### GIVEN PROBLEM
Edit the part of the items that opens with the line containing "the dark pony." and closes with the line containing "[12,10,233,191]", replacing "Study" with "Examine" throughout and leaving everything else unchanged. Give back only those lines.

╭─ DATASET

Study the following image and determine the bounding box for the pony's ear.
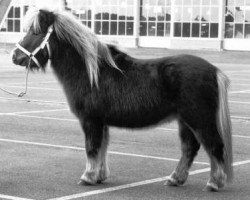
[39,9,55,33]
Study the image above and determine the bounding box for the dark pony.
[13,10,233,191]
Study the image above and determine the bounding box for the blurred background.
[0,0,250,51]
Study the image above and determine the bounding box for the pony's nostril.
[12,52,16,61]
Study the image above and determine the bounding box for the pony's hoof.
[77,180,94,185]
[203,183,219,192]
[164,176,179,187]
[78,172,97,185]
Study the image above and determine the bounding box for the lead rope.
[0,58,31,97]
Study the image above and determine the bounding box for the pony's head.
[12,10,55,69]
[12,10,118,85]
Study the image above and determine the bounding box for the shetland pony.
[12,10,233,191]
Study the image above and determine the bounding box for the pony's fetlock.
[203,173,227,192]
[97,166,110,183]
[78,171,98,185]
[164,171,188,186]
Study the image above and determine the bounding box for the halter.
[16,25,53,68]
[0,25,53,97]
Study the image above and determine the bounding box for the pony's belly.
[106,109,175,128]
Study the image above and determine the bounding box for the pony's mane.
[26,10,119,87]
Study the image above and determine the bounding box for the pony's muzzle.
[11,48,28,66]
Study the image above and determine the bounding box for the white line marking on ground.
[229,90,250,94]
[0,97,67,104]
[10,81,59,86]
[0,108,69,115]
[230,78,250,82]
[225,70,250,75]
[233,135,250,139]
[48,160,250,200]
[0,194,32,200]
[231,115,250,120]
[229,101,250,104]
[0,114,250,138]
[0,85,62,91]
[0,97,250,105]
[156,128,250,139]
[233,83,250,86]
[12,114,78,122]
[0,138,209,165]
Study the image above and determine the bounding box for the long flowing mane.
[25,7,119,86]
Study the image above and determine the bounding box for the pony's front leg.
[165,121,200,186]
[79,120,109,185]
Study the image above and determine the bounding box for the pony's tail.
[217,71,233,182]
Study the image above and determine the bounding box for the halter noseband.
[16,25,53,68]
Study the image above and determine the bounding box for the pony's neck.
[51,44,90,89]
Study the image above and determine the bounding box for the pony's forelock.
[25,7,119,87]
[24,7,41,33]
[53,11,118,87]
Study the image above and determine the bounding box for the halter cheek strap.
[16,25,53,68]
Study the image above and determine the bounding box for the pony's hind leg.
[165,121,200,186]
[188,119,227,191]
[201,124,227,192]
[79,120,109,185]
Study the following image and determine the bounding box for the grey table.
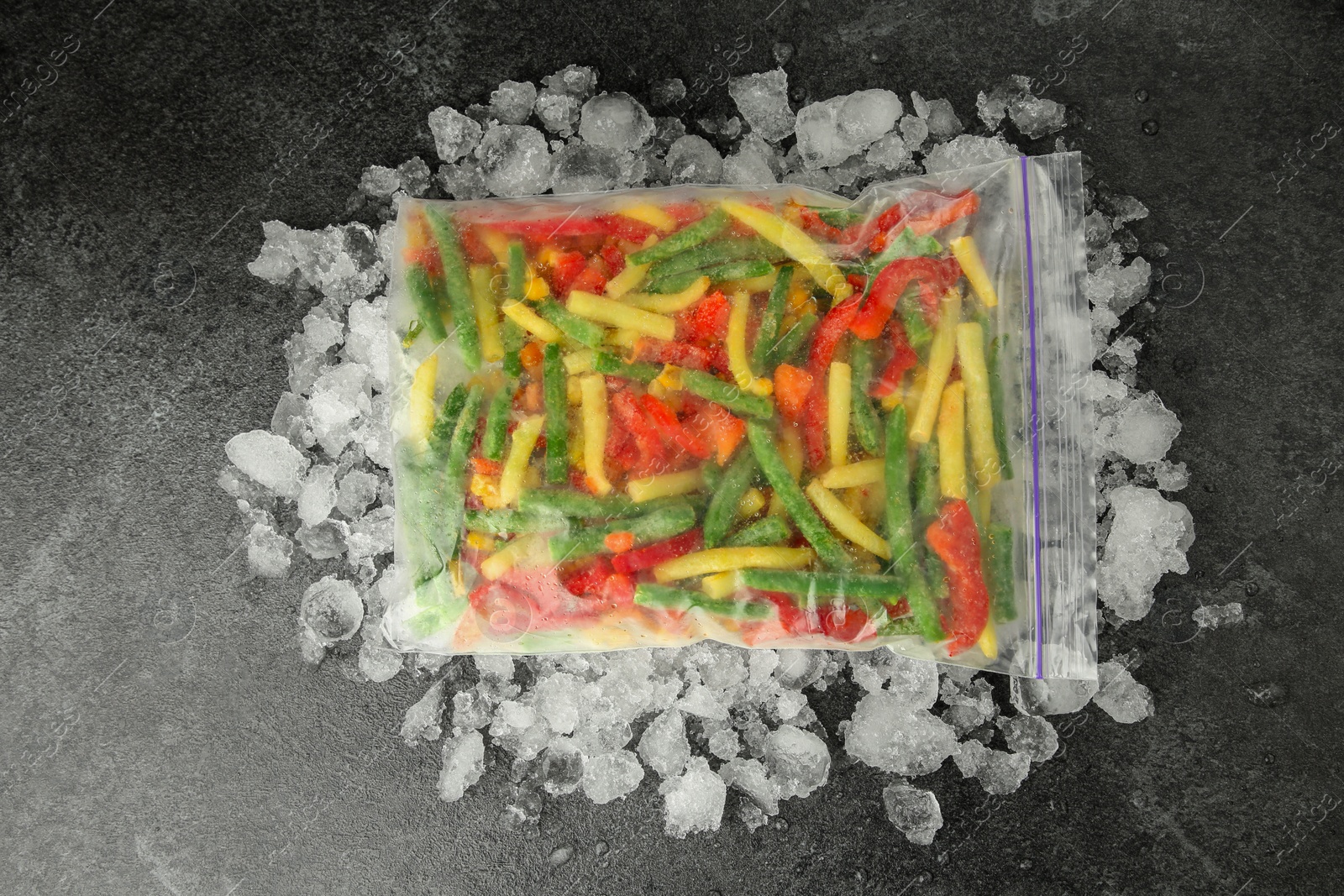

╰─

### IN RESPONSE
Examine the image above and determine the bounding box for the dark pony.
[13,10,233,191]
Examine the image above and determine the bounding box for the blurred background.
[0,0,250,51]
Examine the image above and determine the bounding box for the pony's nostril.
[12,52,16,61]
Examine the image above and determine the bounding box for the pony's hoof.
[77,180,94,185]
[203,183,219,192]
[164,176,179,187]
[78,172,97,185]
Examine the image above and determine the bounding box for the lead rope.
[0,58,31,97]
Examine the image above and determine the bounding box for the pony's head.
[12,10,55,69]
[12,10,118,85]
Examine the image above and determine the bounding box for the shetland pony.
[12,10,233,191]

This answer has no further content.